Rewrite the material below as a Markdown table with two columns, "Row" for the row number and "Text" for the line. Include only the lines from the one containing "shirt. Report pixel corners as JSON arrays." through the one containing "35, 429, 56]]", both included, and leave out any blank lines.

(DATA FOR THE TASK)
[BEGIN]

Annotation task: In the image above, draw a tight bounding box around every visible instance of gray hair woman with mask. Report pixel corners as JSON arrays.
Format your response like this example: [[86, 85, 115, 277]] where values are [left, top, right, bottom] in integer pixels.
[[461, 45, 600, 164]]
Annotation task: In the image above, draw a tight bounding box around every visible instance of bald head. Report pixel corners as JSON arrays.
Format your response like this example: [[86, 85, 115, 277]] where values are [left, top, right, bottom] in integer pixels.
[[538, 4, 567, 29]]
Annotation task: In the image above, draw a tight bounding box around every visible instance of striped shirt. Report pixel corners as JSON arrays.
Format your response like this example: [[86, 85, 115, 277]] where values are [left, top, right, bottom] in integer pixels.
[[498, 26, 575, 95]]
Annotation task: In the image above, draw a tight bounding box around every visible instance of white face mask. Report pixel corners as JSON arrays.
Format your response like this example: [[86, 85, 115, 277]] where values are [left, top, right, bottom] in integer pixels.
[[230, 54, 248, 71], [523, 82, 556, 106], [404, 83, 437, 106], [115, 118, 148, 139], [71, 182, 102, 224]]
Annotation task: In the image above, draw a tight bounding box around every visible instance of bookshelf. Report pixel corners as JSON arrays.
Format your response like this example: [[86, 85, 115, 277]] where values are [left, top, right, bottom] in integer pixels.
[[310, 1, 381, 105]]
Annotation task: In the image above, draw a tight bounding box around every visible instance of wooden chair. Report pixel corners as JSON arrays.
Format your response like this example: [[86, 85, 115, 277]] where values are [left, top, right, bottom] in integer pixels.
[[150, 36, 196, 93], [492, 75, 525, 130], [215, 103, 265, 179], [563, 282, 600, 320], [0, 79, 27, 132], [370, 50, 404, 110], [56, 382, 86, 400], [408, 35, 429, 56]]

[END]
[BEGIN]

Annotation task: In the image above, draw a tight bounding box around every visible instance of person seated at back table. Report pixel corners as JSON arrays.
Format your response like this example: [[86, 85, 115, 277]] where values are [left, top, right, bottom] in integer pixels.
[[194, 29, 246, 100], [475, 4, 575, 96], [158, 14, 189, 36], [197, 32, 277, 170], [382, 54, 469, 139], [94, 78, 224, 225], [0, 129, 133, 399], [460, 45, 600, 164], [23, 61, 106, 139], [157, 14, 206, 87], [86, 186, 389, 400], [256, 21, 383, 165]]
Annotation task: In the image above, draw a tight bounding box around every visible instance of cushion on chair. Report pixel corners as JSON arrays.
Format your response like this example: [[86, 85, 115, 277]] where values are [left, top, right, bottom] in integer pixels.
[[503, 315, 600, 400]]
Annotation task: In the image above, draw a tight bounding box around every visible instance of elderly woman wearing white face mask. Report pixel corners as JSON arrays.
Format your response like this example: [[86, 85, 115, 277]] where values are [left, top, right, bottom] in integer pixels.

[END]

(FINAL RESULT)
| Row | Text |
|---|---|
| 1 | Annotation task: In the image above, draw a tight bounding box around every visible instance of striped shirt. Report pixel corners as JSON arrays. |
| 2 | Format your response like this example: [[86, 85, 115, 277]] where values are [left, top, right, bottom] in integer pixels. |
| 3 | [[498, 26, 575, 95]] |
| 4 | Annotation task: In the image above, draw a tight bounding box around every visible instance of white face mask. Report pixel corners as JSON arrays. |
| 5 | Format your response like this example: [[86, 85, 115, 277]] where values are [left, top, right, bottom] in integer pixels. |
| 6 | [[230, 54, 248, 71], [523, 82, 556, 106], [404, 83, 437, 106], [115, 118, 148, 139], [71, 182, 102, 224]] |
| 7 | Annotation task: In the image above, draw a tight bounding box around every visible instance of bookshelf. Report pixel corners as JSON arrays. |
| 8 | Format your response like this example: [[86, 85, 115, 277]] where values are [left, top, right, bottom] in integer pixels. |
| 9 | [[310, 1, 381, 105]] |
| 10 | Annotation task: In the image above, draw a tight bounding box around every visible instance of wooden chair. Report pixel corners as JSON arrays. |
| 11 | Format your response like this example: [[86, 85, 115, 277]] where values are [left, top, right, bottom] in integer pixels. |
| 12 | [[150, 36, 196, 93], [492, 75, 525, 130], [215, 103, 265, 179], [563, 282, 600, 320], [0, 79, 27, 132], [370, 50, 404, 110], [56, 382, 86, 400], [408, 35, 429, 56]] |